This letter is in response to David Sirota’s column, “A legend of spat-upon veterans.”  I looked up your biography, Mr. Sirota, and, as I suspected, you are too young to have remembered the Vietnam War.  Let me give you a couple of personal memories:

My then-fiancé, Jack, actually enlisted in the Air Force in 1967 – contrary to the majority who were drafted.  Our families lived in the San Francisco Bay Area, and when Jack’s parents and I took him to the Oakland Induction Center, he had to walk through three solid lines of chanting, yelling picketers to get inside the building.  We were terrified for his safety.

In 1970, Jack came home from a tour of duty – a year – in Southeast Asia.  He’d been stationed up on the Thailand-Laos border at a base that few people knew existed.  During the year he was gone I’d given birth to our first child, our daughter Diana.  Jack’s parents and I, with our baby, drove out to Travis AFB in the valley to greet him on his return home that June.  Again, we drove through picketers at the front entrance to the base.  When we got to the families’ waiting area, there was only one other couple there.  Throughout the terminal, there was complete silence.

The huge C-130 landed, and out of it stepped 200 skeletal memories of the men who once had been.  At 6 feet tall, Jack now weighed 120 pounds.  I could not even recognize him at first.  Finally he came, and we hugged and kissed in joy that he was even alive.  The other soldiers and airmen got off that plane in complete silence – coming home to no one, and no cheers, and no welcome signs.  Just silence.

Written problem >> Quote the letter word for word, starting at "This letter is" and ending at "for his safety.".

Data >>
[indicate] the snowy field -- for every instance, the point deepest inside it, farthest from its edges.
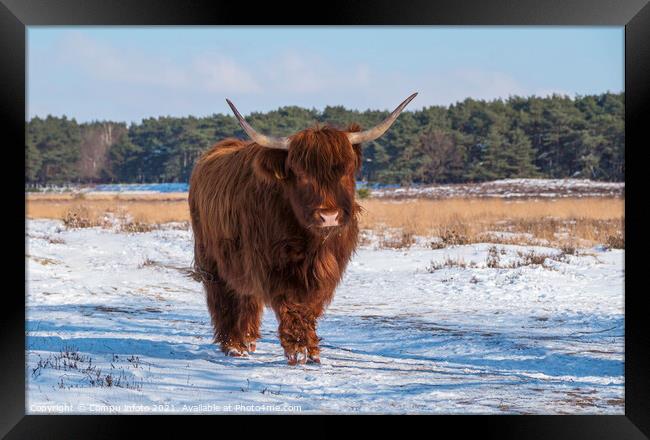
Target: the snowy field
(114, 324)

Response to this task >>
This letter is in response to David Sirota’s column, “A legend of spat-upon veterans.”  I looked up your biography, Mr. Sirota, and, as I suspected, you are too young to have remembered the Vietnam War.  Let me give you a couple of personal memories:

My then-fiancé, Jack, actually enlisted in the Air Force in 1967 – contrary to the majority who were drafted.  Our families lived in the San Francisco Bay Area, and when Jack’s parents and I took him to the Oakland Induction Center, he had to walk through three solid lines of chanting, yelling picketers to get inside the building.  We were terrified for his safety.